#### DATA SUPPLIED

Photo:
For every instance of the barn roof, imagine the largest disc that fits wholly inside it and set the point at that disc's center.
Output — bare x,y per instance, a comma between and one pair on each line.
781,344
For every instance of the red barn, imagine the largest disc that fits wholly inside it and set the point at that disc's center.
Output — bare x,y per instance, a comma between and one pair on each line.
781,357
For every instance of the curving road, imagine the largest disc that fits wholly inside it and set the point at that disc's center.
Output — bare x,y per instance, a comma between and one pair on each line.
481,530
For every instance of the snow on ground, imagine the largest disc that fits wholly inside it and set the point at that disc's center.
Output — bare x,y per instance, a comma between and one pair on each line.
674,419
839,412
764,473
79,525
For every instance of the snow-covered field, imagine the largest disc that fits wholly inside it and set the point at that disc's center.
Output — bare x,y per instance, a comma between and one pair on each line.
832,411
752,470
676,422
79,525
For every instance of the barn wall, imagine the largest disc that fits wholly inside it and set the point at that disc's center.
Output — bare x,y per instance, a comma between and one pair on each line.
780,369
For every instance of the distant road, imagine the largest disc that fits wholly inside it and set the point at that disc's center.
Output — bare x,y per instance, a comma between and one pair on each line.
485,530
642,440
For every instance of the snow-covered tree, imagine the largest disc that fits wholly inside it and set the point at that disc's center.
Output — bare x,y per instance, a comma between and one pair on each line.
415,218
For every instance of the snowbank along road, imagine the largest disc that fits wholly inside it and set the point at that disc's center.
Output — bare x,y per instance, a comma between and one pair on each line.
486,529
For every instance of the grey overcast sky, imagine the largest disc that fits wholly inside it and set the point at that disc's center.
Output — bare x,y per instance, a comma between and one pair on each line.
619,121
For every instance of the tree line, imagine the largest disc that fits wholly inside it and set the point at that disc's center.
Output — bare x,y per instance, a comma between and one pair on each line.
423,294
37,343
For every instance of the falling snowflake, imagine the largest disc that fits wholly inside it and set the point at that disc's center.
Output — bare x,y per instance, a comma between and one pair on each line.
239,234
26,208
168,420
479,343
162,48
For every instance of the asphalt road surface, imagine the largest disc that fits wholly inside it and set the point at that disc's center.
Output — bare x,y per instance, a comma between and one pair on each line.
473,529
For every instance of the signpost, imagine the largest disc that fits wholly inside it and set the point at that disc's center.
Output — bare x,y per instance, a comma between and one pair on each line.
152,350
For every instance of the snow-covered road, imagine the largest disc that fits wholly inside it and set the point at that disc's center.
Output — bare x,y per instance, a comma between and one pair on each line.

########

=== TASK DESCRIPTION ===
Word for word, extract all the records.

=== OUTPUT FOR THIS TASK ===
Photo:
For every instance of the barn roof, imagine the largest disc that fits wholly inside it and set the point at that disc's center.
Output — bare x,y per instance, a comma between and one pair on each line.
781,344
For every instance of the red barn, imagine the largest disc that fits wholly inside it and set the point at that disc's center.
Output — bare x,y per instance, a comma between and one pair on each line.
781,357
For every instance of the curving road, imagine the largest disc that fits wholly inside it and set the point at that disc's center.
Output — bare x,y per instance, a comma between and one pair on each line.
481,530
For every instance of the snow on ground, imagine the largest disc that fits wholly inside it and set the point at that disc's center.
Output — bare x,y per instance, a comma between and one pair on each line.
674,419
839,412
764,473
79,525
For every instance of the snow-covered field, imagine the largest disc that fits wholly inside it and set the point at that disc's center.
Output — bare x,y per instance, a comma between and one pair on each line.
832,411
752,470
676,422
79,525
For every instance of the barn wall, imagine the largest disc that fits wholly inside it and set the point at that disc's center.
Output — bare x,y per instance, a comma between and one pair on each line.
780,369
For every instance of the distant road, imagine the largest disc that fits wholly inside it and set the point at that disc's center.
Output — bare x,y per instance, a comma between and one pair on each line.
485,530
642,440
For every instance of the snow-covered tree, imagine the largest disc that fits wholly inside it and set the point at that disc's center.
Output — bare x,y per instance, a comma between and one pair on each line.
415,218
For every instance of the snowbank along road, imagine the largest disc that fits wholly inside it and set the point at that disc's center.
Output — bare x,y per instance, a comma between and one pair on each line.
486,529
For every instance of the grey overcast sky, imagine the largest disc that fits wholly inside it and set the point at that disc's center.
Output — bare x,y per instance, a comma between and one pair on each line.
619,121
For every instance of the tree line, imagine the largest disc that fits wholly inside it and set the point at that disc's center.
Output — bare x,y per instance, a comma between and one pair on each line.
423,294
37,343
For every instance of the falling snowflake, imagine the largest disc that fits wholly inside it and set the point at that disc's center.
Output — bare x,y per instance, a comma between and one pair on each line.
239,234
26,208
168,420
479,343
162,48
For every instance of the asphalt road surface, imagine the largest disc that fits wholly inside it and set the point at that disc's center.
Output — bare x,y per instance, a comma between and one pair on each line.
473,529
For every instance of the signpost, imagine the largest disc that fits wholly inside it and set the point at that disc's center.
Output — bare x,y per instance, a comma between and one pair on each line.
152,350
For every instance of the snow-covered road, imagine the largest disc that fits wholly inside it and set the point at that disc's center.
Output — bare x,y per instance, a comma between and one pair on each line.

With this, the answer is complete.